Set down the records exactly, and omit any image found in them.

Records provided Block Start

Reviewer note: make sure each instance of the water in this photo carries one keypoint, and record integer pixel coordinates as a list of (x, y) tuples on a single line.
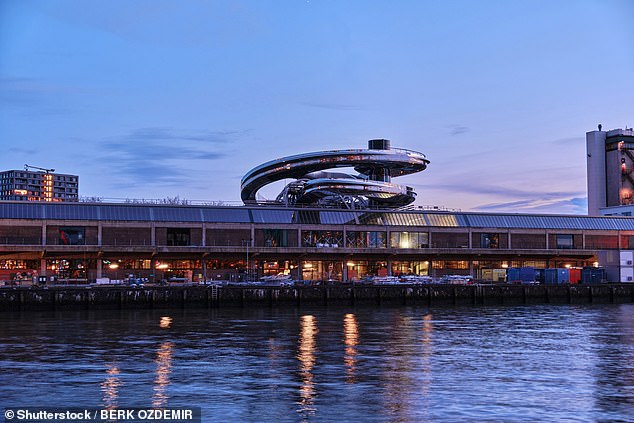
[(512, 364)]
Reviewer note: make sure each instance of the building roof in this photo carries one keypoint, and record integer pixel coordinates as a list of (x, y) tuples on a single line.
[(272, 215)]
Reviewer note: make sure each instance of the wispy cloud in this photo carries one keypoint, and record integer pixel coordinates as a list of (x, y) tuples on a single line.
[(458, 129), (501, 191), (164, 156), (332, 106), (33, 97), (575, 205), (570, 141), (25, 151)]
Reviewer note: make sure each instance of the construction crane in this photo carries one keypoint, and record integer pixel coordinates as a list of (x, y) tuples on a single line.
[(27, 167)]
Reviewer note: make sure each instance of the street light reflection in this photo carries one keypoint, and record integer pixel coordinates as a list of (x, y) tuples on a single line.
[(110, 387), (306, 357), (163, 370), (351, 339), (165, 322)]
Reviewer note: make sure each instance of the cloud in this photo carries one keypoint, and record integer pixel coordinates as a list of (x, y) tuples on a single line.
[(575, 205), (331, 106), (570, 141), (458, 129), (157, 156), (505, 192), (34, 97), (25, 151)]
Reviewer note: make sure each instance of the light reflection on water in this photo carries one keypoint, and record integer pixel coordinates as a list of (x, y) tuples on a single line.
[(536, 363), (351, 340), (163, 369), (110, 386), (306, 357)]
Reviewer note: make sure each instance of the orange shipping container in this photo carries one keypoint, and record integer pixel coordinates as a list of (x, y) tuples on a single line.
[(575, 275)]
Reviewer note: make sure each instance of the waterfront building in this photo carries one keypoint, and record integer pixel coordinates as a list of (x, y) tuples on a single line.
[(324, 226), (82, 242), (610, 165), (38, 184)]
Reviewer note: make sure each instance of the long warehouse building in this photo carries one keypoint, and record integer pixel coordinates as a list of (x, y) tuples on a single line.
[(81, 242)]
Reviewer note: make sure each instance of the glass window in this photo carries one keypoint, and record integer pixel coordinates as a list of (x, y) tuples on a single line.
[(366, 239), (178, 237), (489, 240), (322, 239), (564, 241), (74, 235), (409, 240)]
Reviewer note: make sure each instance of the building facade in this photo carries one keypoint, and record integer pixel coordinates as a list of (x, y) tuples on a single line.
[(610, 165), (26, 185), (81, 242)]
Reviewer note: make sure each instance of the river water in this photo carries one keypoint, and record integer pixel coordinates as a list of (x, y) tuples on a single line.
[(407, 364)]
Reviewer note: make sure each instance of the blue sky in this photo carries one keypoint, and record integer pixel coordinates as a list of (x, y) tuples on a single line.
[(155, 99)]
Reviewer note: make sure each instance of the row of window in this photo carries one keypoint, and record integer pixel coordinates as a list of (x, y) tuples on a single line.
[(9, 176), (124, 236)]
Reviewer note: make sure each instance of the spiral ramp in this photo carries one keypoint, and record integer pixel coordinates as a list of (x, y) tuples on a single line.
[(314, 184)]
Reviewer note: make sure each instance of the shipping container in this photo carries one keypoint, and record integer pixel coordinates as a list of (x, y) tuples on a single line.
[(486, 274), (592, 275), (513, 275), (527, 274), (499, 275)]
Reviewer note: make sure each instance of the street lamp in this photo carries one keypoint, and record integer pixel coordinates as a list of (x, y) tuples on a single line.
[(248, 273)]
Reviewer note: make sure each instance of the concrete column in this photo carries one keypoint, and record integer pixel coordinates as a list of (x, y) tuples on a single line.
[(153, 269), (43, 267)]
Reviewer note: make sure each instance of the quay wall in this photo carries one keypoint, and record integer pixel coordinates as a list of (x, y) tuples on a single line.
[(122, 297)]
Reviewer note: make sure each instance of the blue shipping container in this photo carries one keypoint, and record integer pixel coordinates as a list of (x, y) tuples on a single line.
[(513, 274), (527, 274)]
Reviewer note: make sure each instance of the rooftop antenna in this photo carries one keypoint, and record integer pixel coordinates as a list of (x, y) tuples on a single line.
[(27, 167)]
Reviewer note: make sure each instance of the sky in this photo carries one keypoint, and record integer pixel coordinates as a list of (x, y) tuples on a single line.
[(160, 99)]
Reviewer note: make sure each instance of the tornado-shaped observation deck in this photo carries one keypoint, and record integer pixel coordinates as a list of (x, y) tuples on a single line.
[(314, 184)]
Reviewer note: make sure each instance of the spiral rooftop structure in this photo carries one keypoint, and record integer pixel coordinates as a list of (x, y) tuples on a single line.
[(315, 184)]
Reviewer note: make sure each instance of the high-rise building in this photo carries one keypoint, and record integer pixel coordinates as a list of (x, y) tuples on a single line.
[(610, 168), (42, 185)]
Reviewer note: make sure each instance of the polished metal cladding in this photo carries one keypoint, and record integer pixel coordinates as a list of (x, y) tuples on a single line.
[(376, 166)]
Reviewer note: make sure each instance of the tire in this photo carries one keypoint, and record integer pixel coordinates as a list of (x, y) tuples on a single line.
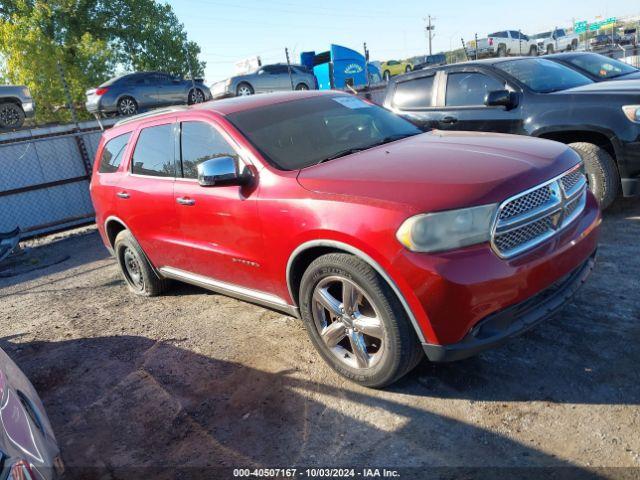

Records provided Block End

**Final answer:**
Reviewer note: make sure each instance of the water in this photo carries one keypoint, and record integer pixel coordinates as a list of (x, y) tuples on a single line.
[(512, 364)]
Reviewer note: make sure each instance of the building roof in this photo carries one keypoint, and record integer pixel coordinates as a list of (x, y) tuples on a single line.
[(272, 215)]
Reviewer note: make sure each instance of the wispy cloud in this photo carries one keypoint, and record integer pixel coordinates as a list of (x, y) tuples on a single line.
[(458, 129), (501, 191), (164, 156), (332, 106), (33, 97), (575, 205), (570, 141), (25, 151)]
Reviewer note: make sure each instance of the construction crane in this photo carries one keypoint, and record integer pixel coordinates as a list of (x, y) tuples on a single line.
[(27, 167)]
Reviewer note: make sure each instance of the street light reflection in this photo carries one keypoint, and record integer pixel coordinates as a list of (x, y) tuples on a single line.
[(110, 387), (306, 357), (163, 370), (351, 339), (165, 322)]
Reviewer note: make sure each instance of the cloud in this photo carries one keypoint, and record integer pixel coordinates as a list of (x, y) tuples on a single line.
[(575, 205), (331, 106), (570, 141), (458, 129), (157, 156), (505, 192), (34, 97), (25, 151)]
Reviewer note: make sure each instance of the light reflection on water in this photo carries one keypoint, and record integer pixel coordinates as a list of (x, y) tuples on a single line.
[(536, 363), (351, 340), (163, 369), (110, 386), (306, 357)]
Reviewer note: make sure each instance of the orange shipping container in this photo carries one keypoint, and record integer pixel coordinates as a list of (x, y) tuples on a single line.
[(575, 275)]
Reviewer note: make sure each instance of the waterfront building in this photo carries one keypoint, and record integer pixel coordinates as a list of (x, y) tuples on a single line.
[(324, 226), (82, 242), (610, 165), (38, 184)]
Reviewer note: make sure each instance of the long warehouse building in this photo carries one keypoint, and record integer pixel coordinates as a list of (x, y) tuples on a single line.
[(81, 242)]
Reviewer note: make sure each instance of the glass window in this photo carries one keypoint, and record integer pixel coordinates as a list of (x, y) tuples on a single line.
[(366, 239), (178, 237), (489, 240), (322, 239), (564, 241), (74, 235), (409, 240)]
Reviewer note: make sure each instance of the building facade in this photo carries one keypoint, and record integer pixel coordinates as a list of (x, y) tuples on a single line.
[(610, 165), (26, 185), (81, 242)]
Reviewer note: make sure each instance of the river water in this photo carries one keypoint, and record integer pixel coordinates as a list of (x, y) tuples on a single line.
[(407, 364)]
Reviewer note: make sure each instance of the blue sky in this photo carries one keypoint, and record integer pixel coordinates as a list of (x, y) tuples on a single line.
[(155, 99)]
Reviewer note: make sure each instance of the row of window in this photo carries one keypoint, and record integer pixel coordinates as a list of (x, y) tuples on a single line.
[(9, 176), (124, 236)]
Reviewer note: make sure each instance of the spiral ramp in this photo carries one keypoint, and record integer pixel coordinates as a list of (x, y) tuples on a single line.
[(314, 184)]
Reviewer note: make sure each instance of the shipping container in this photo carries one keypoint, and record integer pixel coordinates as a list of (x, y) tuples on a single line.
[(486, 274), (592, 275), (513, 275), (527, 274), (499, 275)]
Reviewer note: make sure each instance of the street lamp in this photo carries one keypoint, and record integer pixel coordinates as a list of (x, y) tuples on a single line.
[(248, 273)]
Reviewer note: make sure each instance of the concrete column in this photo carries one keypoint, and record integer pixel coordinates as a list of (x, y) tuples on a single line.
[(153, 269), (43, 267)]
Reviewer note: make sure each instance of the quay wall in this photo carries one keypoint, and record integer pixel coordinates as a list of (x, y) tuples on a single line.
[(122, 297)]
Reviewer note: make sure each instance of the blue shipping container in this photo carries one keypoint, and record integer pixel coordinates as a list of (x, y) tuples on a single line.
[(513, 274), (527, 274)]
Reviewer note: make sure each instance of the rooftop antenna in this photo carries one keypoint, and record integer pixel coordinates as a list of (x, y) tuples on a single line.
[(27, 167)]
Reviewer note: make sure each instance of the sky in this photo carries one keypoint, and record integer pixel coordinates as a list of (x, y) tuples on a single line.
[(160, 99)]
Reviewer note: make sure each instance of the tornado-shaped observation deck in this photo carries one keypoint, and record integer pixel coordinates as a list of (x, y) tuples on a single line.
[(314, 184)]
Reviewer note: make sure each instance of the spiral rooftop structure in this photo carries one keypoint, and record integer pixel coordinates as a list of (x, y) tuples on a single line.
[(315, 184)]
Reviewer note: make sure each instance of the high-rise building in this photo carries one keypoint, and record integer pixel coordinates as a list of (x, y) tuples on a single line.
[(610, 168), (42, 185)]
Reviewer note: make sure each instance of the polished metal cladding in this photo carries one keypoint, and record integer pixel coordinates as a list of (x, y) tuples on a single line.
[(376, 166)]
Reviewer note: make sure each instance of the tire in this photo carries one keypoint, and record integer pixel coordinates as a list of (x, y) tuples on a single line.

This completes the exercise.